**YOUR INSTRUCTIONS**. Print exactly, and only, the lines running from the line containing "Return one point per instance of the yellow flag, each" through the end of the records below.

**RECORDS FOR THIS EXERCISE**.
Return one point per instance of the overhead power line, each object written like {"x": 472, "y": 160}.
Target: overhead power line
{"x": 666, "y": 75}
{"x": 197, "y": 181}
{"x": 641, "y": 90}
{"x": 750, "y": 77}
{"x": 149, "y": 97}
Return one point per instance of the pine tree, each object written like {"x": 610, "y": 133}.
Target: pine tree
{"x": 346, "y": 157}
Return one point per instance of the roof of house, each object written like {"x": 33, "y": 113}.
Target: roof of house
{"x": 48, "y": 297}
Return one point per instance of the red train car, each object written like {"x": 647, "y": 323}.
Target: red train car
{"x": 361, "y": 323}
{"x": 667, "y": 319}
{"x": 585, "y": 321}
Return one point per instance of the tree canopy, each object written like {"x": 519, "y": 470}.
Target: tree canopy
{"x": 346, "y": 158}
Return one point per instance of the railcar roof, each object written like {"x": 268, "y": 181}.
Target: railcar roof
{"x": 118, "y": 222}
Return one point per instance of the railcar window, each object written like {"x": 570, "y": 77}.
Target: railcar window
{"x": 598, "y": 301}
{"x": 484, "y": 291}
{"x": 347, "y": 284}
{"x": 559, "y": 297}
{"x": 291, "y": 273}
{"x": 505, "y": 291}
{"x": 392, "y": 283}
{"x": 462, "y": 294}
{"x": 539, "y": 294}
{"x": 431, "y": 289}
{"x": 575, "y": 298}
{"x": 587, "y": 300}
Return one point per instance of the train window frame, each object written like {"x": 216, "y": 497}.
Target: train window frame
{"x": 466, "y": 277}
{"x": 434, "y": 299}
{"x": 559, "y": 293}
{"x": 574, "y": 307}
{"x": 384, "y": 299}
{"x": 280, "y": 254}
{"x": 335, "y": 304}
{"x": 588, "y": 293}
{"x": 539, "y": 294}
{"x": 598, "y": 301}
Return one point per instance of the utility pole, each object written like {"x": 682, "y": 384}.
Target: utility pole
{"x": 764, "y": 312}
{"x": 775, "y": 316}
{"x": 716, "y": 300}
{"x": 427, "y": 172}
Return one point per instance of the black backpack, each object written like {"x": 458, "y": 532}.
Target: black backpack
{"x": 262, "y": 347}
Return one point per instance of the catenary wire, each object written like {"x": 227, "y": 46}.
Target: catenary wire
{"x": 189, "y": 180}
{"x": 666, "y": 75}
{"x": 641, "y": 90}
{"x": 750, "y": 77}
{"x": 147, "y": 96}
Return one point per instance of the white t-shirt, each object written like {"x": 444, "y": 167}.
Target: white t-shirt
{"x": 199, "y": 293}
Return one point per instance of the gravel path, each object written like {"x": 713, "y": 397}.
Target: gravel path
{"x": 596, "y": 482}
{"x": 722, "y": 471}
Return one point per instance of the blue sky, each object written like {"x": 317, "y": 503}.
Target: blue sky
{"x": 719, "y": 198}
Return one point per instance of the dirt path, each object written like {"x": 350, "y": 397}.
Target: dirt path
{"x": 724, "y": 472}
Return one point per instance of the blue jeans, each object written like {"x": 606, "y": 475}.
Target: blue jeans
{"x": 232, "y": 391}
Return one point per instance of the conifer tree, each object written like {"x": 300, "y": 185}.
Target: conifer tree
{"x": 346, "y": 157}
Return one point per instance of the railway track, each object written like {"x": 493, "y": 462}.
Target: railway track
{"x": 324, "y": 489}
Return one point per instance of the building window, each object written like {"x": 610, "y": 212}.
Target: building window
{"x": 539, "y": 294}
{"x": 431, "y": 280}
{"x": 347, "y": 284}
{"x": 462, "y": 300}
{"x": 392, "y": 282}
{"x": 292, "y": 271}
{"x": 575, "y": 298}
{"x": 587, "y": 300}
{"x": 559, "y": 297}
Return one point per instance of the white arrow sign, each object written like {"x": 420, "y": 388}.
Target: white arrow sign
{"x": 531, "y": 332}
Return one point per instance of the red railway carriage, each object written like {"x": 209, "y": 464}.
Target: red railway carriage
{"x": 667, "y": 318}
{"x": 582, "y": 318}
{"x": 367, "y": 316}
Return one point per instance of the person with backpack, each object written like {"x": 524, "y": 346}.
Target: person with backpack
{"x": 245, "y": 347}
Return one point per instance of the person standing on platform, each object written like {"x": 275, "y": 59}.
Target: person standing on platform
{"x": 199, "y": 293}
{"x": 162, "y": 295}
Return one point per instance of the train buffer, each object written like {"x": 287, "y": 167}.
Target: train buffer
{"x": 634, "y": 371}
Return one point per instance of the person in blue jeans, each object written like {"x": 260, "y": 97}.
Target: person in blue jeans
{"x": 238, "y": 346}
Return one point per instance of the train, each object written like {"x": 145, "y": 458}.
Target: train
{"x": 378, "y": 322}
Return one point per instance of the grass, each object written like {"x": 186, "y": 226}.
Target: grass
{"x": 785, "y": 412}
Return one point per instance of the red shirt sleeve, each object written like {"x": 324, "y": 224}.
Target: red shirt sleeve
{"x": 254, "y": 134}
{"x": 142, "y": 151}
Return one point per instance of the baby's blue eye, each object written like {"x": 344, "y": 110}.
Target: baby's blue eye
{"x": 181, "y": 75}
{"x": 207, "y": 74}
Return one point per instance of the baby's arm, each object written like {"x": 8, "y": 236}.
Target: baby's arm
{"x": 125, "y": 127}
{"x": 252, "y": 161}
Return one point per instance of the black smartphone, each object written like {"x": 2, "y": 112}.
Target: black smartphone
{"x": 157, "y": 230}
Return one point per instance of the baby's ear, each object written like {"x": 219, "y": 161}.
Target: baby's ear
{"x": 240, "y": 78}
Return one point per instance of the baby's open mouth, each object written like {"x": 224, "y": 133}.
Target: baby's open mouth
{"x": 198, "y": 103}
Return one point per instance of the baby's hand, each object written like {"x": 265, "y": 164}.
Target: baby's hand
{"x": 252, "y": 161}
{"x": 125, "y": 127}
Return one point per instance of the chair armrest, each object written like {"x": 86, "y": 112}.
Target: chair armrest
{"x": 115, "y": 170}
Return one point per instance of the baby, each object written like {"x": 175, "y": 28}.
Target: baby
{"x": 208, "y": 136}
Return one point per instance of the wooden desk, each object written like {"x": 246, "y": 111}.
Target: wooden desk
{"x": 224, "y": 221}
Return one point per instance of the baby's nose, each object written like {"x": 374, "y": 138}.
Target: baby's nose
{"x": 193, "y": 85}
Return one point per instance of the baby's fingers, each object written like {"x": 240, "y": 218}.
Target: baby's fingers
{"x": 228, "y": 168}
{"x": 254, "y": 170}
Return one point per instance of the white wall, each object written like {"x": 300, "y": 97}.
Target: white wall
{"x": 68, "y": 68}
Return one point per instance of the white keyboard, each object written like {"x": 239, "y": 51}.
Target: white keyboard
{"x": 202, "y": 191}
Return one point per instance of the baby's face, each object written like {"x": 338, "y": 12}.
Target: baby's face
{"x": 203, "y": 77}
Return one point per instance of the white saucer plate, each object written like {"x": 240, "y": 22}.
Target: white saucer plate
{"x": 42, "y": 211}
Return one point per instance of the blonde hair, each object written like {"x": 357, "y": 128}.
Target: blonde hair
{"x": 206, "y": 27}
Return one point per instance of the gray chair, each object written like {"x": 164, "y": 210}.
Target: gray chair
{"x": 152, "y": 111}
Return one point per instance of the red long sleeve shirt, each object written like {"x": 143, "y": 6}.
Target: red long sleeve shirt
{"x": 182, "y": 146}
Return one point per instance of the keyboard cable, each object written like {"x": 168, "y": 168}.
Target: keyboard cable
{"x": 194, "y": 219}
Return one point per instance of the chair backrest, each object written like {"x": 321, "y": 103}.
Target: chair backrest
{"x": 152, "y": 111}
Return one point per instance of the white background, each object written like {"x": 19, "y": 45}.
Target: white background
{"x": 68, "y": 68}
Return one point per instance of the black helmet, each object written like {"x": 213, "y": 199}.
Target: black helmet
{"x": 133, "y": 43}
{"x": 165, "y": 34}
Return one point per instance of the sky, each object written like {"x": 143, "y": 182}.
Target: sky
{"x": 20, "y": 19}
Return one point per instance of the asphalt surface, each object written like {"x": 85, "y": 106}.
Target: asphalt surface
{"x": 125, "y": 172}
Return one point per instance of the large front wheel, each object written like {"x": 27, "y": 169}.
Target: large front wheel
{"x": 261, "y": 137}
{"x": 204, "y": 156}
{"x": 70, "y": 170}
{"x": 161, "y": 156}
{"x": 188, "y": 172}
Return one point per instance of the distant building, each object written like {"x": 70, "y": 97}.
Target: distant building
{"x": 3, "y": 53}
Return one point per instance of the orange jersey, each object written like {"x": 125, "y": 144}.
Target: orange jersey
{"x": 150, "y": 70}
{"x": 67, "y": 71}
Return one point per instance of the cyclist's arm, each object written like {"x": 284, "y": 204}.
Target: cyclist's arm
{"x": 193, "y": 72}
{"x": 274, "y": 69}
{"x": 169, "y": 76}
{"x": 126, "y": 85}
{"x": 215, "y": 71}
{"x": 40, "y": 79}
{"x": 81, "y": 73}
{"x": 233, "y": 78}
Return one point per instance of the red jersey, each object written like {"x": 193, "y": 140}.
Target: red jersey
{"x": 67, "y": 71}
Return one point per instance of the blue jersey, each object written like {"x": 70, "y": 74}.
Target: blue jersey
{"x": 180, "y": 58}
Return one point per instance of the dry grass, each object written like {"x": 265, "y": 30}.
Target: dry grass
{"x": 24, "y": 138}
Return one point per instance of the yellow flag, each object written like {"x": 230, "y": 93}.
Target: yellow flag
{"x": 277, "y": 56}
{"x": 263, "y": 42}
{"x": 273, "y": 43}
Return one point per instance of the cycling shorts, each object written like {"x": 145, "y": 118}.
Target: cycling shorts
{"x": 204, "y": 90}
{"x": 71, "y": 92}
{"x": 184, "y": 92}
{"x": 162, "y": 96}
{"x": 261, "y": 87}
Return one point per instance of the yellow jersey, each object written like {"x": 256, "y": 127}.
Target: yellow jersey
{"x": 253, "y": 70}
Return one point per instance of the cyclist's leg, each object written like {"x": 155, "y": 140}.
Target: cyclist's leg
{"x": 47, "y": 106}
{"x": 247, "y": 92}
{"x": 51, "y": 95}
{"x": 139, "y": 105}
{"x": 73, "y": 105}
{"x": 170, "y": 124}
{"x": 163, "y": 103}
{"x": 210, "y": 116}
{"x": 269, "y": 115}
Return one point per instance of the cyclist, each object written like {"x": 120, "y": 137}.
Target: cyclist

**PROBLEM SOLUTION**.
Return one point per instance of the yellow flag, each object written like {"x": 230, "y": 93}.
Target: yellow flag
{"x": 277, "y": 56}
{"x": 263, "y": 42}
{"x": 273, "y": 43}
Return one point per instance of the cycling shorts, each object written like {"x": 145, "y": 118}.
Target: cycling shorts
{"x": 204, "y": 90}
{"x": 71, "y": 92}
{"x": 184, "y": 92}
{"x": 162, "y": 96}
{"x": 261, "y": 87}
Return one point per instance of the yellow jersey, each object written like {"x": 256, "y": 127}.
Target: yellow jersey
{"x": 253, "y": 70}
Return one point per instance of the cyclist's leg, each object written like {"x": 155, "y": 140}.
Target: cyclist's leg
{"x": 47, "y": 106}
{"x": 247, "y": 92}
{"x": 51, "y": 95}
{"x": 139, "y": 105}
{"x": 73, "y": 105}
{"x": 170, "y": 124}
{"x": 163, "y": 103}
{"x": 210, "y": 116}
{"x": 269, "y": 115}
Return one point per instance of the cyclist, each object written like {"x": 120, "y": 137}.
Target: cyclist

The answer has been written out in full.